Recast the material below as a Markdown table with two columns, Row and Line, giving each line its own numbered row and leaving out blank lines.

* begin *

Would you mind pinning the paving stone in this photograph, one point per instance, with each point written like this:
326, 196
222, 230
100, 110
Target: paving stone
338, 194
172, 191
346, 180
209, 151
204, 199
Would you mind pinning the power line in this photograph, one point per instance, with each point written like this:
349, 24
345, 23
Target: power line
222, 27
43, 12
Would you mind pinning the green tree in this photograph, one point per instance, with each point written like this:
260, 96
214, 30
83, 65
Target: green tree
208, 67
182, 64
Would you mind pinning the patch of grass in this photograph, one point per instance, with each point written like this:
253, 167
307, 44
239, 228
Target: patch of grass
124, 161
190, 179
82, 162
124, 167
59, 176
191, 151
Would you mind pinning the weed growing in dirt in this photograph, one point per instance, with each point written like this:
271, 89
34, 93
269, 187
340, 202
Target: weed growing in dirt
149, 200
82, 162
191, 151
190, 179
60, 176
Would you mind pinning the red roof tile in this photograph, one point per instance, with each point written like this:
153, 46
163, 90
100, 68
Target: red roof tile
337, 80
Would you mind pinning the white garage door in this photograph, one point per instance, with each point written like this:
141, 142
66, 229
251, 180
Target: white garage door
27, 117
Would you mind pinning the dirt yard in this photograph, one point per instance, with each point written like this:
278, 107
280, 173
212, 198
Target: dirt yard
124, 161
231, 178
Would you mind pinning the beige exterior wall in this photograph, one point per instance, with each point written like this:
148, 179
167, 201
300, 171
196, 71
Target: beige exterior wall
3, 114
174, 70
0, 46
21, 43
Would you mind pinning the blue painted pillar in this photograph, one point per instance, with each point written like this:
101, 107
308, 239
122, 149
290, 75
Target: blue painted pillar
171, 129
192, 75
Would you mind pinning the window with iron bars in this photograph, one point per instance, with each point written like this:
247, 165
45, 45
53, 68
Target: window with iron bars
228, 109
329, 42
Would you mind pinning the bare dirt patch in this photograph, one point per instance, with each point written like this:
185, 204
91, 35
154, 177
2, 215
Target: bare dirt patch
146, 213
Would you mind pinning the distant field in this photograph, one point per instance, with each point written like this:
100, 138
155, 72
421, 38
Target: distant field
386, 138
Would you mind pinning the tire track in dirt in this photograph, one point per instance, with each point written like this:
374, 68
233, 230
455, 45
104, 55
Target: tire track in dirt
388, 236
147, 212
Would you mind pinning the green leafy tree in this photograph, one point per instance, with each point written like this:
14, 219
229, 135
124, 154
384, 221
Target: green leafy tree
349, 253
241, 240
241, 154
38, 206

* end *

- Correct answer -
| Row | Line |
|---|---|
| 1 | Would you mind pinning the paving stone in this photograph, one point per instance, with each point written like this: |
| 2 | 326, 196 |
| 3 | 222, 230 |
| 4 | 100, 110 |
| 5 | Target: paving stone |
| 6 | 338, 194 |
| 7 | 172, 191 |
| 8 | 346, 180 |
| 9 | 209, 151 |
| 10 | 204, 199 |
| 11 | Would you mind pinning the power line in this photograph, one point per instance, with each point written like this: |
| 12 | 349, 24 |
| 13 | 345, 23 |
| 14 | Target: power line |
| 15 | 222, 27 |
| 16 | 43, 12 |
| 17 | Would you mind pinning the green tree in this photograph, one point per instance, with each point written like this: |
| 18 | 260, 96 |
| 19 | 214, 30 |
| 20 | 83, 65 |
| 21 | Target: green tree |
| 22 | 208, 67 |
| 23 | 182, 64 |
| 24 | Would you mind pinning the patch of grass in this photograph, one point per instance, with each point written like this: |
| 25 | 253, 167 |
| 26 | 307, 44 |
| 27 | 239, 228 |
| 28 | Target: patch of grass |
| 29 | 124, 161 |
| 30 | 190, 179 |
| 31 | 82, 162 |
| 32 | 124, 167 |
| 33 | 59, 176 |
| 34 | 191, 151 |
| 35 | Would you mind pinning the weed growing in dirt in this photograph, one point per instance, with each point written like this: |
| 36 | 271, 89 |
| 37 | 34, 93 |
| 38 | 269, 187 |
| 39 | 340, 202 |
| 40 | Target: weed growing in dirt |
| 41 | 149, 200 |
| 42 | 82, 162 |
| 43 | 191, 151 |
| 44 | 190, 179 |
| 45 | 60, 176 |
| 46 | Would you mind pinning the red roof tile in this photograph, one point per instance, with each point written like this: |
| 47 | 153, 46 |
| 48 | 163, 90 |
| 49 | 100, 68 |
| 50 | Target: red roof tile |
| 51 | 337, 80 |
| 52 | Would you mind pinning the white garage door in this photograph, one point per instance, with each point written like this: |
| 53 | 141, 142 |
| 54 | 66, 229 |
| 55 | 251, 180 |
| 56 | Target: white garage door |
| 57 | 27, 117 |
| 58 | Would you mind pinning the dirt yard in this photograph, one point per instance, with each point written like this: |
| 59 | 278, 107 |
| 60 | 280, 173 |
| 61 | 212, 198 |
| 62 | Target: dirt yard |
| 63 | 124, 161 |
| 64 | 231, 178 |
| 65 | Would you mind pinning the beige exterior wall in this photograph, one point per instance, with each point written like this: |
| 66 | 148, 179 |
| 67 | 167, 201 |
| 68 | 300, 171 |
| 69 | 196, 71 |
| 70 | Target: beige exterior wall |
| 71 | 3, 114 |
| 72 | 174, 70 |
| 73 | 0, 46 |
| 74 | 21, 43 |
| 75 | Would you mind pinning the blue painted pillar in this photograph, one point per instance, with each point written like this: |
| 76 | 101, 107 |
| 77 | 308, 239 |
| 78 | 122, 149 |
| 79 | 290, 75 |
| 80 | Target: blue painted pillar |
| 81 | 171, 129 |
| 82 | 192, 75 |
| 83 | Would you mind pinning the window with iron bars in this photograph, one point per instance, with each point written like this: |
| 84 | 247, 165 |
| 85 | 45, 45 |
| 86 | 53, 68 |
| 87 | Target: window with iron bars |
| 88 | 228, 109 |
| 89 | 329, 42 |
| 90 | Would you mind pinning the bare dirt patch in this photograph, one point per instance, with each point written like this: |
| 91 | 185, 204 |
| 92 | 91, 35 |
| 93 | 154, 177 |
| 94 | 2, 215 |
| 95 | Target: bare dirt patch |
| 96 | 146, 213 |
| 97 | Would you mind pinning the distant field in this photograph, one point per instance, with each point written like this: |
| 98 | 100, 138 |
| 99 | 155, 72 |
| 100 | 421, 38 |
| 101 | Target: distant field |
| 102 | 386, 138 |
| 103 | Would you mind pinning the tire track in dirt in this photograph, one point per instance, with each point written like this: |
| 104 | 374, 68 |
| 105 | 233, 230 |
| 106 | 455, 45 |
| 107 | 104, 55 |
| 108 | Target: tire track in dirt |
| 109 | 388, 236 |
| 110 | 147, 212 |
| 111 | Would you mind pinning the green leafy tree in this photograph, one point per instance, with each point written like this: |
| 112 | 14, 219 |
| 113 | 229, 135 |
| 114 | 124, 154 |
| 115 | 384, 221 |
| 116 | Target: green leafy tree |
| 117 | 349, 253 |
| 118 | 241, 240 |
| 119 | 241, 154 |
| 120 | 38, 206 |